**PROMPT**
Report every line in the items below that contains the word "saxophone".

Collected data
-------------------------
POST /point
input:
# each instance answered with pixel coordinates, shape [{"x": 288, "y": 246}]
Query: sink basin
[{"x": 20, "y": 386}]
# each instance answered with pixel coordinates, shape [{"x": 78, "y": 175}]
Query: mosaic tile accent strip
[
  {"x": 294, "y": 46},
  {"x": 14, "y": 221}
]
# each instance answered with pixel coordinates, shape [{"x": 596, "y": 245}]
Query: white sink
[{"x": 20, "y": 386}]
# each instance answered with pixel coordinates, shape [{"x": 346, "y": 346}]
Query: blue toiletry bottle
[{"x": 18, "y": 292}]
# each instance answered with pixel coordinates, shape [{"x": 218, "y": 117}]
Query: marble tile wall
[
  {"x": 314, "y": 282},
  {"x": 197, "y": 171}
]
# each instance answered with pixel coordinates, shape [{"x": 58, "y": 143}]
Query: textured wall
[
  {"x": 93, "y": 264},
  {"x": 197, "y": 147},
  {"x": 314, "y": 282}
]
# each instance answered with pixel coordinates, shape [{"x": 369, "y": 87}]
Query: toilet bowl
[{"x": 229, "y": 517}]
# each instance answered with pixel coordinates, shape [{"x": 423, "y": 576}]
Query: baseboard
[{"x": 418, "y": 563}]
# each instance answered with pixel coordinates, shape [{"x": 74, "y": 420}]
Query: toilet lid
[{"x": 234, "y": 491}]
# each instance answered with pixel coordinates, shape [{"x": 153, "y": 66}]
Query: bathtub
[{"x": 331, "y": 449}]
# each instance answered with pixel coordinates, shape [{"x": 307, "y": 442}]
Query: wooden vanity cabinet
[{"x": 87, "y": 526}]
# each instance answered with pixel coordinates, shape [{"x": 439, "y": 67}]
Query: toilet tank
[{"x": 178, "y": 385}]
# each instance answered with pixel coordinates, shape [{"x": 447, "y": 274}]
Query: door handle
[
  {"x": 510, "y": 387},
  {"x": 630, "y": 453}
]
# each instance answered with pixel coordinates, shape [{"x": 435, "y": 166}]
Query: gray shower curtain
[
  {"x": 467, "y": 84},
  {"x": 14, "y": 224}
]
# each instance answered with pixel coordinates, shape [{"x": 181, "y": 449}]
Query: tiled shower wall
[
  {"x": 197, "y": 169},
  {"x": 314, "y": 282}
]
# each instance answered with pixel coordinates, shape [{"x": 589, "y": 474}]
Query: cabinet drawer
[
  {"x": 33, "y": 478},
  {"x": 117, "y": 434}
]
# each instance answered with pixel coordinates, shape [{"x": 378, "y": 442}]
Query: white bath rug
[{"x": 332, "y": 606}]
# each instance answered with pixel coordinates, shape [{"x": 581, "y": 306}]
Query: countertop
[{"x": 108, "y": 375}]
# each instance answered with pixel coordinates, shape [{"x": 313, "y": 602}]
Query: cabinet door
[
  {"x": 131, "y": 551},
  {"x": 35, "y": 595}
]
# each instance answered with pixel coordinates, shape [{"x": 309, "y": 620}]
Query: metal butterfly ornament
-------------------------
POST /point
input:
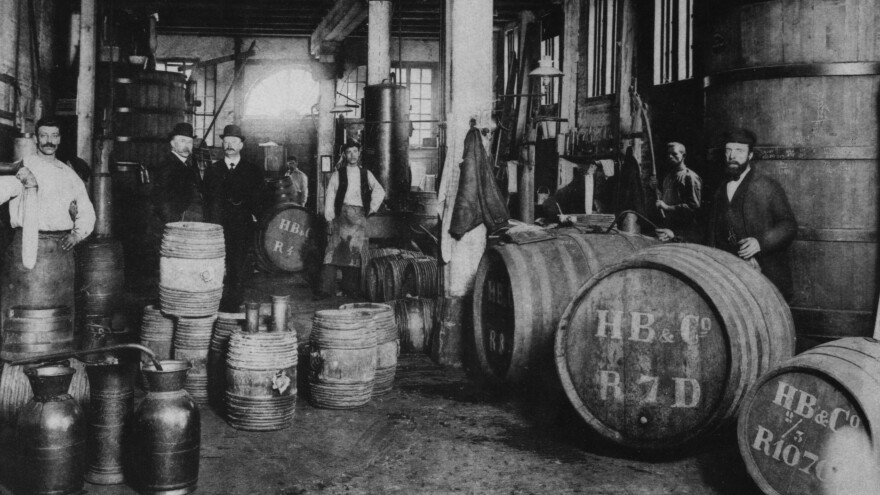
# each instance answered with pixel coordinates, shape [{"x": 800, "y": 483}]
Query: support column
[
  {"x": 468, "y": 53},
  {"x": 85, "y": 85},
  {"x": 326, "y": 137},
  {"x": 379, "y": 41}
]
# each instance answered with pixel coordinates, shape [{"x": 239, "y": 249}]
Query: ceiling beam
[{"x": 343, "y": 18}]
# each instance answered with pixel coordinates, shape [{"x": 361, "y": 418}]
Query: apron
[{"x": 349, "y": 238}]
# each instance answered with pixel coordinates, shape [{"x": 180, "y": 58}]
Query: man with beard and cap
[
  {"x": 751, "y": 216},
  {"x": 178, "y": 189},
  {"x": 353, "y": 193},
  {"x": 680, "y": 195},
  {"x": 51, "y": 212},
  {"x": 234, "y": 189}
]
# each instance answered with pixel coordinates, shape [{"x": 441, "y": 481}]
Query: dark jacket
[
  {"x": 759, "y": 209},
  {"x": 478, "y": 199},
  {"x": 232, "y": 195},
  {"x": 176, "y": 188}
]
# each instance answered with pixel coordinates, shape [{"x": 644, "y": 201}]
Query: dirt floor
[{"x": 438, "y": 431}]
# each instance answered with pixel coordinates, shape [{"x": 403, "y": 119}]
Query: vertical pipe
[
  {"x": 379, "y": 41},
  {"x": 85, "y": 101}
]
-------------------------
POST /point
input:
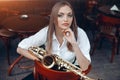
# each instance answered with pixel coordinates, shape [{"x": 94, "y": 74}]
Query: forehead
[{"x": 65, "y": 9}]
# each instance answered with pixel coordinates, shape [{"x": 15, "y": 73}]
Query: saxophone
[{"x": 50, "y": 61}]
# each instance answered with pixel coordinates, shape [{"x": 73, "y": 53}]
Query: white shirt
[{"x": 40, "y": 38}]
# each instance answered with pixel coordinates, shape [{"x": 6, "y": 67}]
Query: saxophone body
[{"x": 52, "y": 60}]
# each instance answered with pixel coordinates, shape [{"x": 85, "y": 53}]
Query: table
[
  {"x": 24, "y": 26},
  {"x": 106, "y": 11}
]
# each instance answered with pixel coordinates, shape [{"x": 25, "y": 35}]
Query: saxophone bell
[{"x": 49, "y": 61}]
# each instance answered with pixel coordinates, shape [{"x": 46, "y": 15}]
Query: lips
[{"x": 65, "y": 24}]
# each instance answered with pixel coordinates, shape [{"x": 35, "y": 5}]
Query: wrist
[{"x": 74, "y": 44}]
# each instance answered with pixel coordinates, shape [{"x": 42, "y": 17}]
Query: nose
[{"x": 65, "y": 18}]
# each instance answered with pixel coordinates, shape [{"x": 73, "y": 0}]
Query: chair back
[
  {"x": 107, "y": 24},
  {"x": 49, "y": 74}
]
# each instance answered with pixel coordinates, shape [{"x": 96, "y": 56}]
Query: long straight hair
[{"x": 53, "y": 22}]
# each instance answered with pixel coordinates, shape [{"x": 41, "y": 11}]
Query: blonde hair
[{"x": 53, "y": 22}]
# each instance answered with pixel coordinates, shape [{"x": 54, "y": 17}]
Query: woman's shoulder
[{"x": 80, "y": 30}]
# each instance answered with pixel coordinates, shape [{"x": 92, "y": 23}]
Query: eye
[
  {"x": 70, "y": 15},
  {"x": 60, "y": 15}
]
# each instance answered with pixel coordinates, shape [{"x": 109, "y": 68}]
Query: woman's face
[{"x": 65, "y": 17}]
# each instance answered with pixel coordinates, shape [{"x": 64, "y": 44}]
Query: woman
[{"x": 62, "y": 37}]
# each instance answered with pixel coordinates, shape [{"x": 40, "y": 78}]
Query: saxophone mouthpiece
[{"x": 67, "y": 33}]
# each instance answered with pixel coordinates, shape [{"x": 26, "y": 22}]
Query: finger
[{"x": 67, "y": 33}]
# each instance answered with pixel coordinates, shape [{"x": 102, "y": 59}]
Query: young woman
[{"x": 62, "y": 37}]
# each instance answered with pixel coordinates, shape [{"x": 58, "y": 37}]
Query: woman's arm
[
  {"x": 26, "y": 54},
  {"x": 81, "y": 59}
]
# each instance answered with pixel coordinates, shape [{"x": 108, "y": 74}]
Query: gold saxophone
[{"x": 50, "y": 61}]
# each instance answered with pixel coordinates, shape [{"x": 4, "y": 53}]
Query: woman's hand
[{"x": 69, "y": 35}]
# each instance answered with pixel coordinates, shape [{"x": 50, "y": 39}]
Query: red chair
-------------------------
**REPLY TO THE TASK**
Query: saxophone
Query: saxophone body
Query: saxophone bell
Query: saxophone mouthpiece
Query: gold saxophone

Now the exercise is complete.